Exercise aim >> Locate each line in the data below that contains the string "wall", matching case exactly, and copy those lines out in full.

— BEGIN —

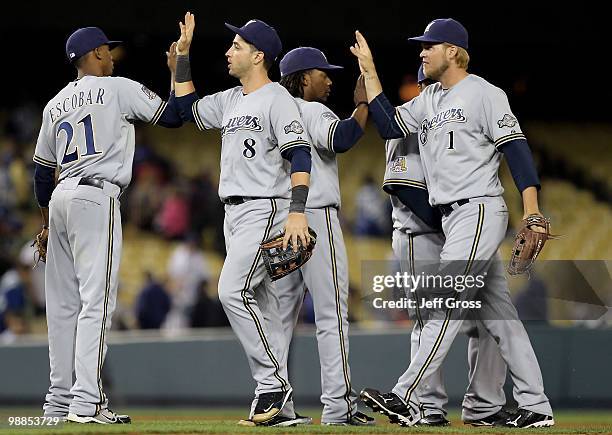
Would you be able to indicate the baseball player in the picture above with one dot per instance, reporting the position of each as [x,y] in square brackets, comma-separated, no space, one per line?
[464,124]
[417,241]
[304,72]
[265,174]
[88,137]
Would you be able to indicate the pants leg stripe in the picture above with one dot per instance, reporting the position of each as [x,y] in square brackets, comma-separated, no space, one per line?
[412,271]
[245,300]
[476,240]
[109,267]
[347,380]
[449,311]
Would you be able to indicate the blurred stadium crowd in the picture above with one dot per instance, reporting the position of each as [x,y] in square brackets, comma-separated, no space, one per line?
[173,223]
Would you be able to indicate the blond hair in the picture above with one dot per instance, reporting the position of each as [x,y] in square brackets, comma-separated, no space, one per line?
[462,58]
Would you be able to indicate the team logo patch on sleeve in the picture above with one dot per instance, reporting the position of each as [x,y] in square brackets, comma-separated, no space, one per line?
[507,121]
[329,116]
[148,92]
[398,165]
[294,127]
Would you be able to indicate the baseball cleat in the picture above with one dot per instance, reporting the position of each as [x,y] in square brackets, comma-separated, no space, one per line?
[359,419]
[105,416]
[491,420]
[433,420]
[525,419]
[269,405]
[391,405]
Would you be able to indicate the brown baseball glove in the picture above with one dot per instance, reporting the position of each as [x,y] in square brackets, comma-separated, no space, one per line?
[528,243]
[281,262]
[40,242]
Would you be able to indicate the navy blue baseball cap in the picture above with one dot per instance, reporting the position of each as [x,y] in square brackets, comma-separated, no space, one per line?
[303,58]
[86,39]
[444,30]
[421,75]
[261,35]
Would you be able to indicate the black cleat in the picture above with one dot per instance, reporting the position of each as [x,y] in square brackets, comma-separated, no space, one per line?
[524,419]
[391,405]
[269,405]
[359,419]
[492,420]
[433,420]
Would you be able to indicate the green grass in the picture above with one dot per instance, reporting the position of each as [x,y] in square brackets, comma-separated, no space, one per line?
[223,421]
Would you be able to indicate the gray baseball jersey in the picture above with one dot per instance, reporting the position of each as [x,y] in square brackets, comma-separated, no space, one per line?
[87,128]
[404,169]
[460,130]
[255,129]
[320,123]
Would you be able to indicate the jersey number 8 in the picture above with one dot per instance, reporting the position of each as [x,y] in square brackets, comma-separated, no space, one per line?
[249,151]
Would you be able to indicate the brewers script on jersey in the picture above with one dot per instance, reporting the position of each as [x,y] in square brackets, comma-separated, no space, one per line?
[87,132]
[326,273]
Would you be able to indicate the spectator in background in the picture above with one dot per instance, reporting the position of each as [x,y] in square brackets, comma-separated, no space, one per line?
[152,305]
[12,306]
[187,270]
[531,303]
[372,210]
[173,218]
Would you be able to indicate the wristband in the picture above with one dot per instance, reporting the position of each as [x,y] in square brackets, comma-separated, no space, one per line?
[299,194]
[183,69]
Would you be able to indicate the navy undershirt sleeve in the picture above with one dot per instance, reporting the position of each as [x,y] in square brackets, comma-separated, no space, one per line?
[521,164]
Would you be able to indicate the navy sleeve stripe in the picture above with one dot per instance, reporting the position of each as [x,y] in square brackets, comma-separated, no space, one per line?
[401,123]
[502,140]
[44,162]
[330,135]
[403,182]
[196,115]
[293,144]
[158,113]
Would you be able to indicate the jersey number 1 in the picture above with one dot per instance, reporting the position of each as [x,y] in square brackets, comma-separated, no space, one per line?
[89,140]
[450,139]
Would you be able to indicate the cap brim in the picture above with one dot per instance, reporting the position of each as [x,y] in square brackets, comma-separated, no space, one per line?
[332,67]
[425,39]
[237,31]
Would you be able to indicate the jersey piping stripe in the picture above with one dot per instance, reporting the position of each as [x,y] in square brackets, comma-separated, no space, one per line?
[475,242]
[196,115]
[245,300]
[330,135]
[502,140]
[411,183]
[400,122]
[109,268]
[293,144]
[332,249]
[159,112]
[44,162]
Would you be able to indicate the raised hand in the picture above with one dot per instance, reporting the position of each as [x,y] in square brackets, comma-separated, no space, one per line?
[362,52]
[184,42]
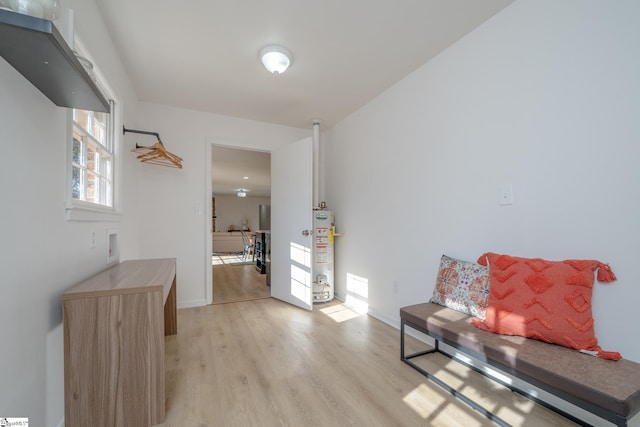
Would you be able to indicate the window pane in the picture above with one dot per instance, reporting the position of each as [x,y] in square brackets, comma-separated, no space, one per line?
[75,183]
[92,157]
[82,118]
[92,188]
[77,149]
[108,173]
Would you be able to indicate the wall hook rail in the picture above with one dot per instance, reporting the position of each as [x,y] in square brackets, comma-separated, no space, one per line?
[155,154]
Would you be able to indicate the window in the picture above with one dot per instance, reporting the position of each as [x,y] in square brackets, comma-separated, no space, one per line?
[93,151]
[93,158]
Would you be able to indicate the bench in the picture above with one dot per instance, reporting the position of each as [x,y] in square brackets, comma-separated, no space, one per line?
[608,389]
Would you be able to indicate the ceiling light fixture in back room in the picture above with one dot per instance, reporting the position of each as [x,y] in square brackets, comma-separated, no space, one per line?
[276,59]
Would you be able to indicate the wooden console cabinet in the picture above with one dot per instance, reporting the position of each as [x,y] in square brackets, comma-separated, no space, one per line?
[114,328]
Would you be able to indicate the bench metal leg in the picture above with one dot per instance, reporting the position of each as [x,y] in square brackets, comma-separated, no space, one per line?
[618,420]
[407,359]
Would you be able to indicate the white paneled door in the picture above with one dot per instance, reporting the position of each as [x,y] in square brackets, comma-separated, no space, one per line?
[291,211]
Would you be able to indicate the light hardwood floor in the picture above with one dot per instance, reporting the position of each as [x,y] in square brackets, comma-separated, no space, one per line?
[267,363]
[238,282]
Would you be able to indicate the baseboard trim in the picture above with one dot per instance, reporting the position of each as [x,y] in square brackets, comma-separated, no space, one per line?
[192,303]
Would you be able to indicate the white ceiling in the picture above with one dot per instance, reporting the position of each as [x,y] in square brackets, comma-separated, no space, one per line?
[203,54]
[229,166]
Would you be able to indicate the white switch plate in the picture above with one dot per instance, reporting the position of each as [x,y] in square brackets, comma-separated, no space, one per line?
[505,195]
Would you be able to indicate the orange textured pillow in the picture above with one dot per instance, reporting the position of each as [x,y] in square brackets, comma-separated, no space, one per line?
[545,300]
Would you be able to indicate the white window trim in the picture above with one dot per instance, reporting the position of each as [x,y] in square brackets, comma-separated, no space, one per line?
[78,210]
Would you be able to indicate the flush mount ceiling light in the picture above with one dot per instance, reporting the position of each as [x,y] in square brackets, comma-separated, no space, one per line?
[276,59]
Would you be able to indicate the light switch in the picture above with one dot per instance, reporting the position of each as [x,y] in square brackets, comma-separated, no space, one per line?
[505,195]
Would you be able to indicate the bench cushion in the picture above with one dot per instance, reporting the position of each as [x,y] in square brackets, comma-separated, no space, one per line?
[612,385]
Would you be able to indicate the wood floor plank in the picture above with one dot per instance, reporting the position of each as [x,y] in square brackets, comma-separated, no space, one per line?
[267,363]
[239,282]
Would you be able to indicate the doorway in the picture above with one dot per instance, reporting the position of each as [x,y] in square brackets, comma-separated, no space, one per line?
[240,187]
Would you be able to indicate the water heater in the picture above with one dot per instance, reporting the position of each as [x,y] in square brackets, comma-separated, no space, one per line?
[322,254]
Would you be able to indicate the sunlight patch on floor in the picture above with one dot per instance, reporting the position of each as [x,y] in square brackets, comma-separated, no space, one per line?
[340,312]
[220,259]
[430,403]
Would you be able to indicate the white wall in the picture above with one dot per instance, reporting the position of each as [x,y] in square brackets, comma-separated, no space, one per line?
[544,96]
[42,254]
[173,204]
[232,210]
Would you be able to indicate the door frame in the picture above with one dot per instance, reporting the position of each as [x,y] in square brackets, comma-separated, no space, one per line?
[208,244]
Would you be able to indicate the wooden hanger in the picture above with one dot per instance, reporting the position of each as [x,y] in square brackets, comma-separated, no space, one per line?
[155,154]
[158,155]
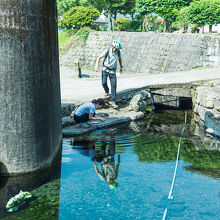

— END —

Exercise solution >>
Would you be able to indicate the wall hook rail in the picture above with one dot per instance, reporting the position of each as [x,y] in square brackets, comma-separated, no space, one per line?
Would you be able to indicate the white wall in the picture above with one dot per instance, reporting the position of each as [x,y] in square brackets, comma-separated, no space, one per line?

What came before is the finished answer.